## Direction
Your task is to extract every line from the material below exactly.
* begin Material shown *
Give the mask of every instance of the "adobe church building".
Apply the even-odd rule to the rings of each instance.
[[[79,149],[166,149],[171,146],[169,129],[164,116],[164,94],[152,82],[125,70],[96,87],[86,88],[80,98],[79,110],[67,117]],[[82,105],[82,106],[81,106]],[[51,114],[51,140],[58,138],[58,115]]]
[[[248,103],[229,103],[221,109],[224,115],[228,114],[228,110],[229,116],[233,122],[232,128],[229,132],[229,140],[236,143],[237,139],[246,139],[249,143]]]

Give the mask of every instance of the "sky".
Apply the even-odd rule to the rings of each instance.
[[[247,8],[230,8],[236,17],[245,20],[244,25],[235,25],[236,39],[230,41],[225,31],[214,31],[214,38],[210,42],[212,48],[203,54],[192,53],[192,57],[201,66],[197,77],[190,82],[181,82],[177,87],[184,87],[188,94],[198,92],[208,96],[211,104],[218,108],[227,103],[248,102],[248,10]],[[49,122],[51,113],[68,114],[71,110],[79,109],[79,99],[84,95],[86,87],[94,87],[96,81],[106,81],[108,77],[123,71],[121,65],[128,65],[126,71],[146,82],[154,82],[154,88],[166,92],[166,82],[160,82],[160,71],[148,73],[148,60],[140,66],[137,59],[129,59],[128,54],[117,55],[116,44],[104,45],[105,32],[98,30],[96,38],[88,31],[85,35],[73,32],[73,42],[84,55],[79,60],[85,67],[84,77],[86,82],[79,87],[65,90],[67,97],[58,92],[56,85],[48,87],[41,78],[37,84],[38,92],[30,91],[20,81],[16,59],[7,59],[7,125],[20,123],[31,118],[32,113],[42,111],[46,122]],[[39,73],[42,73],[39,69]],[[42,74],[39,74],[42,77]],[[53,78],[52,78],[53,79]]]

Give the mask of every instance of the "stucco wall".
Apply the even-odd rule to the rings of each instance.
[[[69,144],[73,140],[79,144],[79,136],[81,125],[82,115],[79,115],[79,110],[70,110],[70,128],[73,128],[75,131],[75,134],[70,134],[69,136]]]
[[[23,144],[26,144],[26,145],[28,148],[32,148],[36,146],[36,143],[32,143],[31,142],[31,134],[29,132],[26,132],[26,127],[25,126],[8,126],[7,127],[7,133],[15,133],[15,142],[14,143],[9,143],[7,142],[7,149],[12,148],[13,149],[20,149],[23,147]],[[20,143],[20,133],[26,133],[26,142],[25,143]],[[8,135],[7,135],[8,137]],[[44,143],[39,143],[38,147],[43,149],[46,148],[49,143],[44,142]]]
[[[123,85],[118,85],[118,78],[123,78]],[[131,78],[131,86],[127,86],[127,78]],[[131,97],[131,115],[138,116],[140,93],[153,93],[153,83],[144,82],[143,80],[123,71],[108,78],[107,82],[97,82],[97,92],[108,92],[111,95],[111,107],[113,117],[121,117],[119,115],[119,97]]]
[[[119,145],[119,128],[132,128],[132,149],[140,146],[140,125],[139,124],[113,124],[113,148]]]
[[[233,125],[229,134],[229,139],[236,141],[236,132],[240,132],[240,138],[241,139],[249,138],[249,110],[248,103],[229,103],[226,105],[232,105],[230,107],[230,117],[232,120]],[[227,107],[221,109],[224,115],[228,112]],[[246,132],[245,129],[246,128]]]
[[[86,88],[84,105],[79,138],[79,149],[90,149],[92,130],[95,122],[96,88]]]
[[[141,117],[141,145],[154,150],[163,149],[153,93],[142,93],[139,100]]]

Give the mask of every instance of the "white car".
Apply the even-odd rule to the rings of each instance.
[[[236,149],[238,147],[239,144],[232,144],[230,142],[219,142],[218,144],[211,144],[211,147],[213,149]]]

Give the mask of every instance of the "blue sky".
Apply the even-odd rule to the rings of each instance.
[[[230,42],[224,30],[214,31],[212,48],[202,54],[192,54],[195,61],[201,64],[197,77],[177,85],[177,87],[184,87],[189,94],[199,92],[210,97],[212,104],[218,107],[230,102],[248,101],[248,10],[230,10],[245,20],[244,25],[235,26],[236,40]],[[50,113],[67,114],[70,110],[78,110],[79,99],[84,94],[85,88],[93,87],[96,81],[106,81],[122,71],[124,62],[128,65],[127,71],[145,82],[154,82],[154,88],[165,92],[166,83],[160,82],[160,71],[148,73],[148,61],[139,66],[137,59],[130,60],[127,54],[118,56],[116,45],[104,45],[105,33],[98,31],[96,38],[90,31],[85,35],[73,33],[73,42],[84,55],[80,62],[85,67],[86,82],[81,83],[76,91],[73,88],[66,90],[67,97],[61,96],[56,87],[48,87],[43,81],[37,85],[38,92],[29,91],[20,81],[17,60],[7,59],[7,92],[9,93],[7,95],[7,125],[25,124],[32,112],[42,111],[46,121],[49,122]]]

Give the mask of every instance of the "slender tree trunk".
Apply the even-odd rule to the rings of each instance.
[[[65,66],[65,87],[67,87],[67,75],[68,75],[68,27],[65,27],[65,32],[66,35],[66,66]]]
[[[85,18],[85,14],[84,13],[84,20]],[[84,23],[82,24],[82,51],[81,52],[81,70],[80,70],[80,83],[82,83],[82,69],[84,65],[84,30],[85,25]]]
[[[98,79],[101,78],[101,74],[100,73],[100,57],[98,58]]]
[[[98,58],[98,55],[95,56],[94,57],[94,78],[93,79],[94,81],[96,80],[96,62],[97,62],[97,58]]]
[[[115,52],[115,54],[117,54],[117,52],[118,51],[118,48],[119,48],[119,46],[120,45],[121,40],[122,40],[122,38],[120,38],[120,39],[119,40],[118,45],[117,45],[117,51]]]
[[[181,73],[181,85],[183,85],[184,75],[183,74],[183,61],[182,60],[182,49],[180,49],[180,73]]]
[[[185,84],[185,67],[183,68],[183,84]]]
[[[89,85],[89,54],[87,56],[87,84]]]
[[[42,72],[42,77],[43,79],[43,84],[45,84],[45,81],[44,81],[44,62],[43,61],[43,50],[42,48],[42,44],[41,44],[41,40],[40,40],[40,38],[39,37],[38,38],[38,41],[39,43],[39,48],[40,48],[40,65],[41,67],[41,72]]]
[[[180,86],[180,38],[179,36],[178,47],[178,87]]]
* end Material shown *
## Written response
Give the mask of every instance of the "adobe church building".
Apply the even-odd rule to the rings of each instance.
[[[79,149],[166,149],[171,146],[169,129],[164,116],[164,94],[152,82],[125,70],[96,87],[86,88],[80,98],[79,110],[67,117]],[[82,105],[82,106],[81,106]],[[51,114],[51,140],[58,138],[58,115]]]
[[[248,103],[229,103],[221,109],[224,115],[228,114],[228,110],[229,116],[233,122],[232,128],[229,132],[229,140],[236,143],[237,139],[246,139],[249,143]]]

Give the mask of every instance of the "sky".
Apply the even-odd rule to the rings of each instance.
[[[247,8],[230,8],[236,17],[245,20],[244,25],[235,25],[236,39],[230,41],[225,31],[214,31],[214,38],[210,42],[212,48],[203,54],[192,53],[192,57],[201,66],[197,77],[190,82],[181,82],[177,87],[184,87],[188,94],[198,92],[208,96],[211,104],[218,108],[227,103],[248,102],[248,10]],[[49,122],[51,113],[68,114],[71,110],[79,109],[79,99],[84,95],[86,87],[94,87],[96,81],[106,81],[108,77],[123,71],[121,65],[128,65],[126,71],[146,82],[154,82],[154,88],[166,92],[166,82],[160,82],[160,71],[148,73],[148,60],[140,66],[137,59],[129,59],[128,54],[117,55],[116,44],[104,45],[105,32],[98,30],[96,38],[88,31],[85,35],[73,32],[73,42],[84,55],[79,60],[85,67],[84,77],[86,82],[79,87],[65,90],[67,97],[58,92],[56,85],[48,87],[41,78],[37,84],[38,92],[30,91],[20,81],[16,59],[7,59],[7,125],[20,123],[31,118],[32,113],[42,111],[46,122]],[[39,73],[42,73],[39,69]],[[42,74],[39,74],[42,77]],[[53,78],[52,78],[53,79]]]

Give the mask of every instance of the "stucco wall".
Apply the even-odd rule to the rings of each instance.
[[[69,144],[73,140],[79,144],[79,136],[81,125],[82,115],[79,115],[79,110],[70,110],[70,128],[73,128],[75,131],[75,134],[70,134],[69,136]]]
[[[23,144],[26,144],[26,145],[28,148],[32,148],[36,146],[36,143],[32,143],[31,142],[31,134],[29,132],[26,132],[26,127],[25,126],[8,126],[7,127],[7,133],[15,133],[15,142],[14,143],[9,143],[7,142],[7,149],[12,148],[13,149],[20,149],[23,147]],[[20,143],[20,133],[26,133],[26,142],[25,143]],[[8,135],[7,135],[8,137]],[[44,143],[39,143],[38,147],[43,149],[46,148],[49,143],[44,142]]]
[[[123,85],[118,85],[118,78],[123,78]],[[131,78],[131,86],[127,86],[127,78]],[[131,97],[131,115],[138,116],[140,93],[153,93],[153,83],[144,82],[143,80],[123,71],[108,78],[107,82],[97,82],[97,92],[108,92],[111,95],[111,107],[113,117],[121,117],[119,115],[119,97]]]
[[[119,145],[119,128],[132,128],[132,149],[140,146],[140,125],[139,124],[113,124],[113,148]]]
[[[233,125],[229,134],[229,139],[236,141],[236,132],[240,132],[240,138],[241,139],[249,138],[249,110],[248,103],[229,103],[226,105],[232,105],[230,107],[230,117],[232,120]],[[227,107],[221,109],[224,115],[228,112]],[[246,132],[245,129],[246,128]]]
[[[86,88],[84,105],[79,138],[79,149],[90,149],[92,130],[95,122],[96,88]]]
[[[141,117],[141,145],[154,150],[163,149],[153,93],[142,93],[139,100]]]

Give the mask of every instance of the "white car".
Apply the even-odd rule to the rings of each instance.
[[[236,149],[238,147],[239,144],[232,144],[230,142],[219,142],[218,144],[211,144],[211,147],[213,149]]]

Give the mask of every instance of the "blue sky".
Apply the even-odd rule to the rings of each instance.
[[[230,42],[224,30],[214,31],[212,48],[202,54],[192,54],[195,61],[201,64],[197,77],[177,85],[177,87],[184,87],[189,94],[199,92],[210,97],[212,104],[218,107],[230,102],[248,101],[248,10],[230,10],[245,20],[244,25],[235,26],[236,40]],[[50,113],[67,114],[70,110],[78,110],[79,99],[84,94],[85,88],[93,87],[96,81],[106,81],[122,71],[124,62],[128,65],[127,71],[145,82],[154,82],[154,88],[165,92],[166,83],[160,82],[160,71],[148,73],[148,61],[139,66],[137,59],[130,60],[127,54],[118,56],[116,45],[104,45],[105,33],[98,31],[96,38],[90,31],[85,35],[73,33],[73,42],[84,55],[80,62],[85,67],[86,82],[81,83],[76,91],[73,88],[66,90],[67,97],[61,96],[56,87],[48,87],[43,81],[37,85],[38,92],[29,91],[20,81],[17,60],[7,59],[7,92],[9,93],[7,95],[7,125],[25,124],[32,112],[42,111],[46,121],[49,122]]]

Give the mask of every instance of the "slender tree trunk".
Apply the even-odd rule to the rings of each instance.
[[[65,66],[65,87],[67,87],[67,75],[68,75],[68,27],[65,27],[65,32],[66,35],[66,66]]]
[[[85,18],[85,14],[84,13],[84,20]],[[84,23],[82,24],[82,51],[81,52],[81,70],[80,70],[80,83],[82,83],[82,69],[84,65],[84,30],[85,25]]]
[[[98,79],[101,78],[101,74],[100,73],[100,57],[98,58]]]
[[[98,58],[98,55],[95,56],[94,57],[94,78],[93,79],[94,81],[96,80],[96,62],[97,62],[97,58]]]
[[[115,52],[115,54],[117,54],[117,52],[118,51],[118,48],[119,48],[119,46],[120,45],[121,40],[122,40],[122,38],[120,38],[120,39],[119,40],[118,45],[117,45],[117,51]]]
[[[181,73],[181,85],[183,85],[184,75],[183,74],[183,61],[182,60],[182,49],[180,49],[180,73]]]
[[[185,84],[185,67],[183,68],[183,84]]]
[[[89,85],[89,54],[87,56],[87,84]]]
[[[42,72],[42,77],[43,79],[43,84],[45,84],[45,81],[44,81],[44,62],[43,61],[43,50],[42,48],[42,44],[41,44],[41,40],[40,40],[40,38],[39,37],[38,38],[38,41],[39,43],[39,48],[40,48],[40,65],[41,67],[41,72]]]
[[[180,86],[180,38],[179,36],[178,47],[178,87]]]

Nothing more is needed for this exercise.